**The problem**
From the workplace documentation text, list every law named as requiring payroll records to be kept.

** Text excerpt follows **

How many times have you heard the phrase: “If it’s not in writing, it didn’t happen.”? That saying has special meaning in the workplace context. Judges, jurors, arbitrators, EEOC investigators, unemployment referees, employees, and last, but not least, ME as the attorney retained to defend your company, expect employers to keep good records, and to be able to produce them when a question arises about a workplace complaint, incident, or employment decision.

Documentation comes in many configurations. Employers can document through formal reports, printed forms, memoranda, performance evaluations, disciplinary memos, phone notes, day planners, post-its, and even on the back of cocktail napkins. In future blogs, we will discuss how, when, and where to document or record workplace events, observations, communications, but first things first: WHAT SHOULD BE DOCUMENTED?

Here is a list of the many “documentation worthy” workplace activities.

  • Recruiting materials and employment applications. (Necessary to establish compliance with Title VII, ADA, ADEA, OFCCP, Affirmative Action Regulations, and many other laws recognized by their acronyms.)
  • New hire information. (Critical to demonstrate terms of employment and compliance with federal and state laws. Includes employment application and references, criminal background check, required certifications and licenses, drug tests results, driver’s license checks, I-9s, etc.)
  • Payroll.  (Required by law and must be retained under the IRC, EPA, FMLA, FLSA.)
  • Performance evaluations. (Essential to ensure clear communication of employer’s expectations, support employment decisions, track progress, correct deficiencies and defend lawsuits.)
  • Misconduct and discipline. (Important to address employee behavior and violation of workplace rules and standards of conduct, establish patterns of behavior and administer progressive discipline in a fair and consistent manner.)
  • Employee incidents, complaints, and investigations. (Necessary to establish a precise accounting of events that are critical to legal disputes and to promote better decision making.)
  • Leaves of absence. (Key to calculating, tracking, and coordinating leaves of absence under FMLA, workers’ compensation ADA, USERRA, Florida domestic violence leave law, and voluntary employer policies.)
  •  Absenteeism and tardiness. (Necessary to track hours of non-exempt employees and to ensure the fair and consistent administration of employer’s absenteeism policy.)
  • Accommodations. (Convenient to demonstrate employer’s participation in the required interactive process of accommodating disability, religious practices, etc.)
  • Employee acknowledgments. (Valuable to prove that employee attended training sessions and received policies, write-ups, performance evaluations, and required notifications.)

While this list is not exhaustive, it gives you an idea of the diverse workplace activities that should be documented and why proper documentation is important.

** End of Text excerpt **
** Dataset extract follows **

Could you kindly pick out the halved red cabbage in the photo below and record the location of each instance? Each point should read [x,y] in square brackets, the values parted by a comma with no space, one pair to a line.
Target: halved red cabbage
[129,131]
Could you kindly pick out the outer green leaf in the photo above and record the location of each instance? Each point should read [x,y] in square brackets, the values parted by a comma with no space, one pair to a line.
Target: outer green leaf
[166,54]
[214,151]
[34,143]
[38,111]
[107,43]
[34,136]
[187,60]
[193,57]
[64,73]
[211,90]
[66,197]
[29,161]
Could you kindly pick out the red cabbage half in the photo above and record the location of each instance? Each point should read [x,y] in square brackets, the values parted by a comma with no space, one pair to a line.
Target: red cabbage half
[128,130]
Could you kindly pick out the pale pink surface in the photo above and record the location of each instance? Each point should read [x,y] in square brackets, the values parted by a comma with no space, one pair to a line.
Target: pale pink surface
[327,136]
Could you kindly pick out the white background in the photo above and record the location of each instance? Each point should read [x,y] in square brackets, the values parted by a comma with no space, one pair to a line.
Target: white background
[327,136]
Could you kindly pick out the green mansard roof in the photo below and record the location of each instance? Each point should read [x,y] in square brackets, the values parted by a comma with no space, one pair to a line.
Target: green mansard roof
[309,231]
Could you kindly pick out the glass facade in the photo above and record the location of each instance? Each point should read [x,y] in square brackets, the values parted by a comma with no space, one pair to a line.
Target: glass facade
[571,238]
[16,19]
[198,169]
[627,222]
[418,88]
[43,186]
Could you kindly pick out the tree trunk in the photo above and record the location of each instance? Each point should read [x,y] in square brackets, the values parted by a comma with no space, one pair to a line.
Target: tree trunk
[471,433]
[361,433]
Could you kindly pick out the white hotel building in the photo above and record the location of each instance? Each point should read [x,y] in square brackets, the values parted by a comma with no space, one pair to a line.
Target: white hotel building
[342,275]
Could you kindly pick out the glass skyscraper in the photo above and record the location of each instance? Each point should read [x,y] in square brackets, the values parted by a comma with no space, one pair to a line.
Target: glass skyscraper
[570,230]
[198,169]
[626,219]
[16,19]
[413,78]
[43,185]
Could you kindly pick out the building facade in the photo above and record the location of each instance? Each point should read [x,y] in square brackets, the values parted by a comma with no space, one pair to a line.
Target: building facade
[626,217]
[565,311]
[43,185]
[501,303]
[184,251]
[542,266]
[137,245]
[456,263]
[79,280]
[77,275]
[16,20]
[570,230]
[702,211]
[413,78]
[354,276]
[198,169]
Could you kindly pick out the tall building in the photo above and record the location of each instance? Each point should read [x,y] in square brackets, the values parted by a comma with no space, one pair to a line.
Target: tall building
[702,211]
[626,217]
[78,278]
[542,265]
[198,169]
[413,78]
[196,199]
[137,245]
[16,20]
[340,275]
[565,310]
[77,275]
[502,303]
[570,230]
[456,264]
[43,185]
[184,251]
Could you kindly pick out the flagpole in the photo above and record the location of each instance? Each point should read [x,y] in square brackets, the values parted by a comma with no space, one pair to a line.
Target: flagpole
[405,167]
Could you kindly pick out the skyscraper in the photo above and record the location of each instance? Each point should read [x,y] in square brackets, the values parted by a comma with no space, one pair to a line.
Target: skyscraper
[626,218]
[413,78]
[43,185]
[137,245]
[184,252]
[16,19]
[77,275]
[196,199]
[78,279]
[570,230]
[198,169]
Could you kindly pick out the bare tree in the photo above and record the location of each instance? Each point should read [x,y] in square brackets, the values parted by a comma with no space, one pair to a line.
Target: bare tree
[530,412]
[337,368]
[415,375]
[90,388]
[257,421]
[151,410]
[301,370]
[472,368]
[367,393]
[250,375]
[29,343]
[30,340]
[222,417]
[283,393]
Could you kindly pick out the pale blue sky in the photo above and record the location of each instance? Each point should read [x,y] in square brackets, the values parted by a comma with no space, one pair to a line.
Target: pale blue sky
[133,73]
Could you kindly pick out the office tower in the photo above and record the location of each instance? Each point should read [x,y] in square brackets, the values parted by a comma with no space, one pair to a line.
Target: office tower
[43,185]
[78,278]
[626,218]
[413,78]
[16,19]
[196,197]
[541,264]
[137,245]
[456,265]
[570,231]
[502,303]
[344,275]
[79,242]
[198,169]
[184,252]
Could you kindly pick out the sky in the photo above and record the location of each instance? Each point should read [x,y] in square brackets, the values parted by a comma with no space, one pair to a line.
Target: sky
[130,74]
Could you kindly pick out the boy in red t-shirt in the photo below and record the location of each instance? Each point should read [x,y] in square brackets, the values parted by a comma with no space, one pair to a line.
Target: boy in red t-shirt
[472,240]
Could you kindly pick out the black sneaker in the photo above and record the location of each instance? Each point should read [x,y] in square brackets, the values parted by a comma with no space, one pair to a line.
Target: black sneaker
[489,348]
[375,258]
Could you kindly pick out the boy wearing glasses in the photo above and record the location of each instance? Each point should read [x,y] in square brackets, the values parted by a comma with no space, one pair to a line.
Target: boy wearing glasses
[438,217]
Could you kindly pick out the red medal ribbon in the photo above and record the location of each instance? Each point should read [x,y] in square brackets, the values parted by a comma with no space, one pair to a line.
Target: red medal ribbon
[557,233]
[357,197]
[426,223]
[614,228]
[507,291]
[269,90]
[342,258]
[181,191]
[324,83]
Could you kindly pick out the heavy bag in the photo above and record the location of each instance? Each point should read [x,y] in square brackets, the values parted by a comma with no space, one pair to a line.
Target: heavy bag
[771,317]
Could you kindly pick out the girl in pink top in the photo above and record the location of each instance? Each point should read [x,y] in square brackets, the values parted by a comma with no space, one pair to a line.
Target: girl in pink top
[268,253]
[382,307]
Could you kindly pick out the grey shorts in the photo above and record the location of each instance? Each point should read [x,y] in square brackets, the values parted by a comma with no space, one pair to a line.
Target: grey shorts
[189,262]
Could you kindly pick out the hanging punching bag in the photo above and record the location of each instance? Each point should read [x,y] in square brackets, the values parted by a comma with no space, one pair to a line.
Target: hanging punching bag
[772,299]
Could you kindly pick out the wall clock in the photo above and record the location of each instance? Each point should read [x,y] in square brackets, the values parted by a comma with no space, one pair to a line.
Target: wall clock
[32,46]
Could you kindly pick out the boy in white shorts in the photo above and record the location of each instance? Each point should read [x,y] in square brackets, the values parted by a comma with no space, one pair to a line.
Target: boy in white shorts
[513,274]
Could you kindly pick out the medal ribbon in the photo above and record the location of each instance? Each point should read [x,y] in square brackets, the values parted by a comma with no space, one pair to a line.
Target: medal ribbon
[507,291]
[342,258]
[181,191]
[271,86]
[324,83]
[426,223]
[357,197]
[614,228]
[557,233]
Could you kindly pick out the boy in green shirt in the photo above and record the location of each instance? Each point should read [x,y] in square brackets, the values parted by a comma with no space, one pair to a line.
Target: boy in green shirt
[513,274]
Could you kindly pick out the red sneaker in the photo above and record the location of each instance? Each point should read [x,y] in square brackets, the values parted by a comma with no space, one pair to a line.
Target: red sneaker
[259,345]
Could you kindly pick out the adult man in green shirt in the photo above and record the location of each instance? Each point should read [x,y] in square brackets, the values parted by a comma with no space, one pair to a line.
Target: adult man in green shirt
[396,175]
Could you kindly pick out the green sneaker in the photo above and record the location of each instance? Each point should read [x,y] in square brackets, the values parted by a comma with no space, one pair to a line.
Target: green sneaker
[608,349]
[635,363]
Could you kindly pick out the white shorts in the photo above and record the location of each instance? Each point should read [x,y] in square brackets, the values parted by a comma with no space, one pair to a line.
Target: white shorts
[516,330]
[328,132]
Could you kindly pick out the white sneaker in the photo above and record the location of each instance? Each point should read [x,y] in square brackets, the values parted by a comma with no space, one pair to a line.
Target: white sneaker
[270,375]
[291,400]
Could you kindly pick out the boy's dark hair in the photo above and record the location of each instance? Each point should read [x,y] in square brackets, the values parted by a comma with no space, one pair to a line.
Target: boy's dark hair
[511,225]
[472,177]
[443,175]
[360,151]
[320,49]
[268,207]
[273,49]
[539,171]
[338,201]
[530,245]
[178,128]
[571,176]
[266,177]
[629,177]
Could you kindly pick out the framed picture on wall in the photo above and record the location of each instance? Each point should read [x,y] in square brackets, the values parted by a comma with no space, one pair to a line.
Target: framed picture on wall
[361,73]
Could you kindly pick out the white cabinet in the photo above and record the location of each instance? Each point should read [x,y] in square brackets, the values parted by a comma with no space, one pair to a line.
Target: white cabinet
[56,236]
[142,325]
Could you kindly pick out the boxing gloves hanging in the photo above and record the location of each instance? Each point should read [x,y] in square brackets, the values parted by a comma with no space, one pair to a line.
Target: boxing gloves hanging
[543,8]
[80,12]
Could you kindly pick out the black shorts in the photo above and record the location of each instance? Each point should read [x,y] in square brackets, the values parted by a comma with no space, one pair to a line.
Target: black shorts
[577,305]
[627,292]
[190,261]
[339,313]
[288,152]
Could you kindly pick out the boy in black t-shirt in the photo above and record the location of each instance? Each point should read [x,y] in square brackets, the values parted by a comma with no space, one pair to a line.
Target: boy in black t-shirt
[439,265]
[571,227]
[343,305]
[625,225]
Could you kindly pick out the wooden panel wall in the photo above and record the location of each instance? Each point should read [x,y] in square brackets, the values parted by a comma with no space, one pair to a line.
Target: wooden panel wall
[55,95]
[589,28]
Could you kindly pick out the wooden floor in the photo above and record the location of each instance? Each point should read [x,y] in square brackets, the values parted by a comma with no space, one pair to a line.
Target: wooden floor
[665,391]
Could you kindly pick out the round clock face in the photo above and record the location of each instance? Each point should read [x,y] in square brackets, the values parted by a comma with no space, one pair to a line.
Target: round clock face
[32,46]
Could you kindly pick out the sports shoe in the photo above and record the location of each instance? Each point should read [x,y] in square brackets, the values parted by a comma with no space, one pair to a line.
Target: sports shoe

** End of Dataset extract **

**Your response**
IRC, EPA, FMLA, FLSA